Task prompt
Within the data below, find the string "support" and return each line where it occurs.

Stored dataset items
_____

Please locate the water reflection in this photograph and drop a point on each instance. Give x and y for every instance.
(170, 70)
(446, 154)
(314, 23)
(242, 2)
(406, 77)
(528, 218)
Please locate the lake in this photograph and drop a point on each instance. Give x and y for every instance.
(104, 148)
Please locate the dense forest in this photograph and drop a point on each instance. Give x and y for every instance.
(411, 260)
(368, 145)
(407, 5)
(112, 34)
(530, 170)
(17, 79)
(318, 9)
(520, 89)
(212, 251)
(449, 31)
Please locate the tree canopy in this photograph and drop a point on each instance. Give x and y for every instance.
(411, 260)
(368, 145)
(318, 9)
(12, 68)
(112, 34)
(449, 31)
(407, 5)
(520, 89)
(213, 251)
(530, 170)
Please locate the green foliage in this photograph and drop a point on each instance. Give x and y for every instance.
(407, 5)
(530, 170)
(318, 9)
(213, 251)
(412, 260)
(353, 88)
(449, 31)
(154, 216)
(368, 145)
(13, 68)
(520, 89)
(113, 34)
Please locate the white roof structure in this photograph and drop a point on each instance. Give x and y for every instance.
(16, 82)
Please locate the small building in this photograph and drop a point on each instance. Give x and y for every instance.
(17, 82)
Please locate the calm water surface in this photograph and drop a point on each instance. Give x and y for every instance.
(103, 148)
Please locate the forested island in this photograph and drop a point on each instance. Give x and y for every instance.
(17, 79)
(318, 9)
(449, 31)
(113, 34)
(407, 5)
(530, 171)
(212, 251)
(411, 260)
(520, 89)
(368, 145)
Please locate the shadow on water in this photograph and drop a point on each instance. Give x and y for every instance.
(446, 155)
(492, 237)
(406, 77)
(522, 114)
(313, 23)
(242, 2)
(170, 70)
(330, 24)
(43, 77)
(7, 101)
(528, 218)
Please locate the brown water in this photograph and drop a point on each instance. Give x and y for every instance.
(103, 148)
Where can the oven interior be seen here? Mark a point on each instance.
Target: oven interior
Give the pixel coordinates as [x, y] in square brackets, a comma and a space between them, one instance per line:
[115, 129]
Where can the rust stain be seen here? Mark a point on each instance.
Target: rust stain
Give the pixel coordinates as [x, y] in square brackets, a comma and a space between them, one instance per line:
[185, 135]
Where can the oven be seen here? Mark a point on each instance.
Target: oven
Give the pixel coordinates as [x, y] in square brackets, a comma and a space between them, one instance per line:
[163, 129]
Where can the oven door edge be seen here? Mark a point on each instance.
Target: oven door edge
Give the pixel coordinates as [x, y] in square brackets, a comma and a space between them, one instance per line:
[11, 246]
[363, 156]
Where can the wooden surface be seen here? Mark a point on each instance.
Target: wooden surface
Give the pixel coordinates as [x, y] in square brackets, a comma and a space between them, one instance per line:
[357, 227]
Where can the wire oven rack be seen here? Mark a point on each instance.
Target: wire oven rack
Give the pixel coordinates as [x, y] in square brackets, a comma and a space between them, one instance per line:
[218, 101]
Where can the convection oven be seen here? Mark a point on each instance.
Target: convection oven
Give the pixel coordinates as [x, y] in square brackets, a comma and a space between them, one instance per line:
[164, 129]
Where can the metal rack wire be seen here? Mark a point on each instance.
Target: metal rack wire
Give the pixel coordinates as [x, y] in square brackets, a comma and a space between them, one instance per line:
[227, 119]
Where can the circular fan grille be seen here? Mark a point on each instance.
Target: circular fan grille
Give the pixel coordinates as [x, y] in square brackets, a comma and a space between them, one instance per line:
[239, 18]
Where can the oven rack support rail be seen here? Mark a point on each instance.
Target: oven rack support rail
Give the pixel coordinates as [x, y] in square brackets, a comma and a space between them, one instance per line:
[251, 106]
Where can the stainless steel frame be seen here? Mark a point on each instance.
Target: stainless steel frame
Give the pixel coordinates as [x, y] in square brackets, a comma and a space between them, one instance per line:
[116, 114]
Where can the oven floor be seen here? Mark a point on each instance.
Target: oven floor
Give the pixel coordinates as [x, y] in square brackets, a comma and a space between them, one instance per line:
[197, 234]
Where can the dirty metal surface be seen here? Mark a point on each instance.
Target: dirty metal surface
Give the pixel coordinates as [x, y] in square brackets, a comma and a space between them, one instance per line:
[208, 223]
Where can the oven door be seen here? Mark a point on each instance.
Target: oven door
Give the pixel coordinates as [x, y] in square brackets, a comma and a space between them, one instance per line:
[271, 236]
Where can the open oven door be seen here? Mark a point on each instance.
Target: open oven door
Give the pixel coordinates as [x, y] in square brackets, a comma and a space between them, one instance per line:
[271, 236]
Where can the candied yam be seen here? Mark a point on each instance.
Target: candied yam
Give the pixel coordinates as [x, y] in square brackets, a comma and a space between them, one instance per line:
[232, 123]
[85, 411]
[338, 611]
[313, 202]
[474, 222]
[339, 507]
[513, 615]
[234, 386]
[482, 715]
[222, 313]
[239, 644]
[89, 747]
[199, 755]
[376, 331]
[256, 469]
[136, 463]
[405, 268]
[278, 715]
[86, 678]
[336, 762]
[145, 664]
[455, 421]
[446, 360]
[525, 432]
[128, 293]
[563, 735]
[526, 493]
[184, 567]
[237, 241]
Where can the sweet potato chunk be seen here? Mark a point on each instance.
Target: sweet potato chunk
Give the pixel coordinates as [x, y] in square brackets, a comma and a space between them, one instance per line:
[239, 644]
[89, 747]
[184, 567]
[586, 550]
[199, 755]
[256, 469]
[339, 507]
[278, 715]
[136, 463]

_____

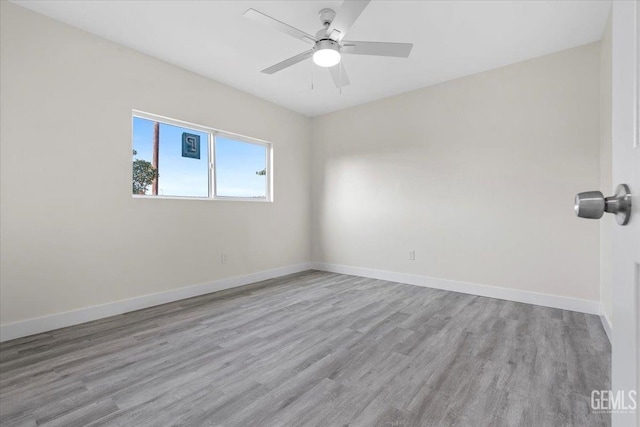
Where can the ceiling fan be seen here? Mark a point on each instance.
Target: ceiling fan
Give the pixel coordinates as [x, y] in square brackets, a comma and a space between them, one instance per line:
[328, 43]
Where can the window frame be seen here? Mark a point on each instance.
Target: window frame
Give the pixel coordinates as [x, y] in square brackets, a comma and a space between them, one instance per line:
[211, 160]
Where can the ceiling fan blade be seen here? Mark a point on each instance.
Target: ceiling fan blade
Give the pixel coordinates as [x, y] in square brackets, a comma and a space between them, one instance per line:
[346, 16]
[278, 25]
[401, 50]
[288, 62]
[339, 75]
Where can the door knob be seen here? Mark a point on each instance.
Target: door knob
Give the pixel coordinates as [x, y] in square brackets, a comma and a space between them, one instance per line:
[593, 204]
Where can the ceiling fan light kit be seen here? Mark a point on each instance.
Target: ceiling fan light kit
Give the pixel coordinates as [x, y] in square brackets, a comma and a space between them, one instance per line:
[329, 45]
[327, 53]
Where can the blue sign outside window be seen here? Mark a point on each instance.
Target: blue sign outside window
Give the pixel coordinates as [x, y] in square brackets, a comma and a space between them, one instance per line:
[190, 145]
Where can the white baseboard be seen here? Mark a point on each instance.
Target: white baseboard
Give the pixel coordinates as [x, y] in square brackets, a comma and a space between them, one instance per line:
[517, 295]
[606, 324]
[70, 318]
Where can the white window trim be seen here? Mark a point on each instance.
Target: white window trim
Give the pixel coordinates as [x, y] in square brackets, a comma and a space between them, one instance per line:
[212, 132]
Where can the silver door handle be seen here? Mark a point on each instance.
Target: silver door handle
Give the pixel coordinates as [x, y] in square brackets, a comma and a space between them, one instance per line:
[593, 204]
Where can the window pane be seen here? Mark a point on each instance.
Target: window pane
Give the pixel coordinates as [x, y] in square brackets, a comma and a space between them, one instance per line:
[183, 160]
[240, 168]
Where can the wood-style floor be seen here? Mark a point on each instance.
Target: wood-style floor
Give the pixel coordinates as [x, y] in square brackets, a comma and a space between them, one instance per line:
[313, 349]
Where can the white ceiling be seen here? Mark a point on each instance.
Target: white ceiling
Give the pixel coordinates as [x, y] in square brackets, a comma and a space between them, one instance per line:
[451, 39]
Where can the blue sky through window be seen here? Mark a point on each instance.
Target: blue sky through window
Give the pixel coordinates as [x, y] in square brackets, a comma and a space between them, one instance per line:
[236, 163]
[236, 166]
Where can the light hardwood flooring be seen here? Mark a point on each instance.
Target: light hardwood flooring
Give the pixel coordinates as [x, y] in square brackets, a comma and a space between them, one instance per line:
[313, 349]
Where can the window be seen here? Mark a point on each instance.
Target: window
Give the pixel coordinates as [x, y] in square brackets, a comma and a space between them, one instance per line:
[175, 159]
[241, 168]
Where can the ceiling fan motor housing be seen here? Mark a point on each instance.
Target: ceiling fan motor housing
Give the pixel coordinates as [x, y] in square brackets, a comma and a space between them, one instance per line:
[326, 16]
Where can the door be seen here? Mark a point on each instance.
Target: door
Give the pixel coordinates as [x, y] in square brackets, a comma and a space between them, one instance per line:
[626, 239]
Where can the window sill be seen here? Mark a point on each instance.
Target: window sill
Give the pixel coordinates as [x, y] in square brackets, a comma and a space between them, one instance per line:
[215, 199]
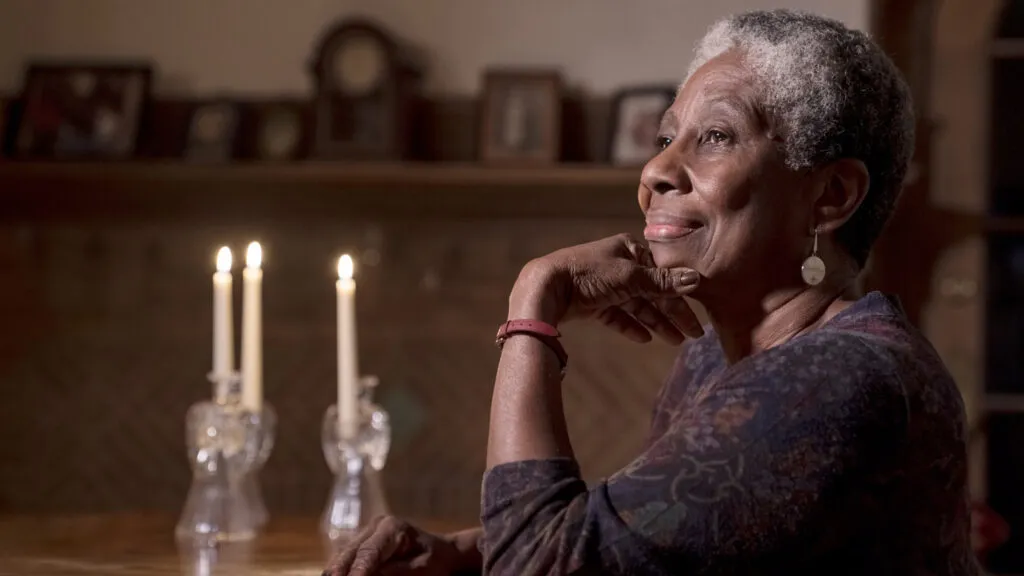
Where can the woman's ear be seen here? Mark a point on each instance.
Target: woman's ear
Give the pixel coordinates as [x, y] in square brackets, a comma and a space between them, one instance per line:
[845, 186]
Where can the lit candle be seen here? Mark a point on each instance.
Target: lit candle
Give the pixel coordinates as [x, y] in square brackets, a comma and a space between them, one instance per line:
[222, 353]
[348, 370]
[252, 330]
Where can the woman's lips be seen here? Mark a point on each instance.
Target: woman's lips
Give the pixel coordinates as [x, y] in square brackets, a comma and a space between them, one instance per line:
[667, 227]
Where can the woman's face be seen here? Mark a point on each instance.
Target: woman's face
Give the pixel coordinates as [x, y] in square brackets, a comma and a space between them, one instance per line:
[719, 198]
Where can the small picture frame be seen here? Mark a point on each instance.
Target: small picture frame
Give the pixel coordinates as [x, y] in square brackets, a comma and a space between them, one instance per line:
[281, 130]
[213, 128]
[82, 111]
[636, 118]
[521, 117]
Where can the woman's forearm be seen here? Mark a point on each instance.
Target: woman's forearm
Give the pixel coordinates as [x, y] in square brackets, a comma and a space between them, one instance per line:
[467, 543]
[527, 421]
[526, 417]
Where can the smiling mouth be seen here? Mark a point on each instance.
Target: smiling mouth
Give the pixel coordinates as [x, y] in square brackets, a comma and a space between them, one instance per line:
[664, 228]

_____

Finished exercise
Where can the oven rack support rail be seen here? Mark a point on each instance.
Target: oven rack support rail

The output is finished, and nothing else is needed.